State the number of lines in the records below that contain the word "foliage", giving the number alone.

Data extracted from a collection:
§

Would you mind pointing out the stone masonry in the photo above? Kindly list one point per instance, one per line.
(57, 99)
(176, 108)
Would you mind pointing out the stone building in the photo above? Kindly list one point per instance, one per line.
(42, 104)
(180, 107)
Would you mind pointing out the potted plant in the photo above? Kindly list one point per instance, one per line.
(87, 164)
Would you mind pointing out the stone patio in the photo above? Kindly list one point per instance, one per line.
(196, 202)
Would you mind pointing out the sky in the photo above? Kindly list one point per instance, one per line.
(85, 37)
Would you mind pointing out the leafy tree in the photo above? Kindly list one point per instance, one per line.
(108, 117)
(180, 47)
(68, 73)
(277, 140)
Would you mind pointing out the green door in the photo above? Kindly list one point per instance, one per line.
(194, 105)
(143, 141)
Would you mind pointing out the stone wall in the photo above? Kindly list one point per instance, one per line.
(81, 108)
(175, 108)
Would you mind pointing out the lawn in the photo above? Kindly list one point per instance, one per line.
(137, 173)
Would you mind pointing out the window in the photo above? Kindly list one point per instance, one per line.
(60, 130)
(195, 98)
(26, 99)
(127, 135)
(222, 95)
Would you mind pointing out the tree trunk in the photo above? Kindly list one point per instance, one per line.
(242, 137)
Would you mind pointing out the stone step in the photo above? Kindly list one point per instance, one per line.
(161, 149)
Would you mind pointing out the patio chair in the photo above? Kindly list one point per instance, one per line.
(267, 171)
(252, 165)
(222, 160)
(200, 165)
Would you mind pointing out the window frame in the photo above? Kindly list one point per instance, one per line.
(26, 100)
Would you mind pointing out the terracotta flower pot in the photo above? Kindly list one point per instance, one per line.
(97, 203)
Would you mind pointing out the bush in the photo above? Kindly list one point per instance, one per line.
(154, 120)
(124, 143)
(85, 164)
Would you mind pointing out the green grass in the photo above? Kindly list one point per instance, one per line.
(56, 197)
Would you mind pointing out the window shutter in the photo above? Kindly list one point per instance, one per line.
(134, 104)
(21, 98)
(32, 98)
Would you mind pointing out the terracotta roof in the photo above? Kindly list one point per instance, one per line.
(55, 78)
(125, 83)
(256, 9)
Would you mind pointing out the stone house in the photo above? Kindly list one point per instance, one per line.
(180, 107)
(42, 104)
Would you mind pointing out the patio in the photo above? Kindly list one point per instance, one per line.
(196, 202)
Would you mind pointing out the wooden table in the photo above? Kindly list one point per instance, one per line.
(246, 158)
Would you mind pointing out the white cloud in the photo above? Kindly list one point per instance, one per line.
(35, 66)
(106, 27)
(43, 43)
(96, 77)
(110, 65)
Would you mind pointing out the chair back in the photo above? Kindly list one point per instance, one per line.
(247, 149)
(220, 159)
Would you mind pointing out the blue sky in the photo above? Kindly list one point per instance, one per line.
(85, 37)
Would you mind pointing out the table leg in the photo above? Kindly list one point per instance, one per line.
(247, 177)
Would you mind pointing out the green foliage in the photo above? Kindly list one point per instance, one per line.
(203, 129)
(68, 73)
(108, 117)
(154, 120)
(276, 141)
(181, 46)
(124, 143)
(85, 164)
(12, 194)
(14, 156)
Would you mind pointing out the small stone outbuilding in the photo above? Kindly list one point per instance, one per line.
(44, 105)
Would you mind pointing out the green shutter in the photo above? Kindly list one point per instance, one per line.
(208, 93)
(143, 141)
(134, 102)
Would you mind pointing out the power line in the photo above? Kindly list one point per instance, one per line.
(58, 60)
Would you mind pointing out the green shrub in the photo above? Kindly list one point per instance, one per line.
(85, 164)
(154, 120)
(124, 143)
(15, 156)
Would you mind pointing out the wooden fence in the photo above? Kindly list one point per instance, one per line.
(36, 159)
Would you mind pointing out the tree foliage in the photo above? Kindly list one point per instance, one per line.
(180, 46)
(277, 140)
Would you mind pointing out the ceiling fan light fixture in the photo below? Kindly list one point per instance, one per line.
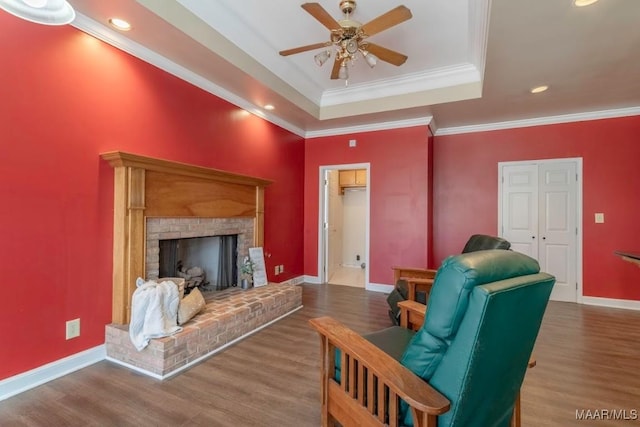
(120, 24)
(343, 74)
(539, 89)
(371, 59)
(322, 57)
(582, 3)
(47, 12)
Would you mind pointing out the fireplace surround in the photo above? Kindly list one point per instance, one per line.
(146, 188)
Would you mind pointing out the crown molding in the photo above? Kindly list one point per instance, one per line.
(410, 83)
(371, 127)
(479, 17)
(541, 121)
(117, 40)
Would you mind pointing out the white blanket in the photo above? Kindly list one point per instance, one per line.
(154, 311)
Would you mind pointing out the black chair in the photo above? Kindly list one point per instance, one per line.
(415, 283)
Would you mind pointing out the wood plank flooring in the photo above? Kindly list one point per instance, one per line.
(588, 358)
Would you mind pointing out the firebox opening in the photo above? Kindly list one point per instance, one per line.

§

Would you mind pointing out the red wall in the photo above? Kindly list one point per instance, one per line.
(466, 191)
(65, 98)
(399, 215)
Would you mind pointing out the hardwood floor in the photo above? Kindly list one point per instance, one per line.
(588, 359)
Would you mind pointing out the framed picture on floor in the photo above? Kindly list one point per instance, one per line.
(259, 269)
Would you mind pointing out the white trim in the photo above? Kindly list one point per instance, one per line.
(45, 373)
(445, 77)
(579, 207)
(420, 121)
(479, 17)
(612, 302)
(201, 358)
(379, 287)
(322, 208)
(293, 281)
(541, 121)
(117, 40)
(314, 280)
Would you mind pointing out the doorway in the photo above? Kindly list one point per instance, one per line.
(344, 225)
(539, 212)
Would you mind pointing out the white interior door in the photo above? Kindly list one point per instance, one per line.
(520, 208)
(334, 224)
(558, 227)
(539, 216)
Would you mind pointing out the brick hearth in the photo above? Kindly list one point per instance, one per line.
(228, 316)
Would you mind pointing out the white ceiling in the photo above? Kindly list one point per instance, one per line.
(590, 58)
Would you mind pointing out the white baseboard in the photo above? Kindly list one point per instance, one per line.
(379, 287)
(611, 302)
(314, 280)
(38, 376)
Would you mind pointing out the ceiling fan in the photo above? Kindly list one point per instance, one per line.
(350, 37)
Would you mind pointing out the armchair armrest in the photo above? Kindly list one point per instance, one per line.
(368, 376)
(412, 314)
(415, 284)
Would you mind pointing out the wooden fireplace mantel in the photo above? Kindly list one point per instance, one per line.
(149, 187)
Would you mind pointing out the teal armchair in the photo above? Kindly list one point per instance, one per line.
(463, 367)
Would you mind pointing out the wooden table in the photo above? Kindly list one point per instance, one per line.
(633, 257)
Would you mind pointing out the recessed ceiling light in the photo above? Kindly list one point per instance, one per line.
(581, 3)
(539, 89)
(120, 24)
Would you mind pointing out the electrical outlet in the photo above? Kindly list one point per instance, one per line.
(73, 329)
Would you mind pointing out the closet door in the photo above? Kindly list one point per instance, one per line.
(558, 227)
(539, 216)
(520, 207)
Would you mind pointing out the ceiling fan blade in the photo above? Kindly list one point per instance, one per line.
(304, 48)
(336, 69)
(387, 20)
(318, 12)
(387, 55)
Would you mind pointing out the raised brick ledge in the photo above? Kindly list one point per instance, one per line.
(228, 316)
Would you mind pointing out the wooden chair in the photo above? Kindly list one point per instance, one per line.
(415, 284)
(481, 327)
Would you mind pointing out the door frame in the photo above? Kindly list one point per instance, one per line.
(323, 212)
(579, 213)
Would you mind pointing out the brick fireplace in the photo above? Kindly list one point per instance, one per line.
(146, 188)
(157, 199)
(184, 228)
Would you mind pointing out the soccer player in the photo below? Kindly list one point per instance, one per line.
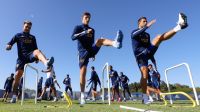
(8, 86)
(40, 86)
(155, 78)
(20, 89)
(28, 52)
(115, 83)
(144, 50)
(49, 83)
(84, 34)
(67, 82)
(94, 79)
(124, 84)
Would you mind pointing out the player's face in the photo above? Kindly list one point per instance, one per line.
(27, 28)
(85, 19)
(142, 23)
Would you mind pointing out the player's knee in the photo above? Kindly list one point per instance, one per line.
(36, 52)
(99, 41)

§

#### RESULT FOR THIS TASK:
2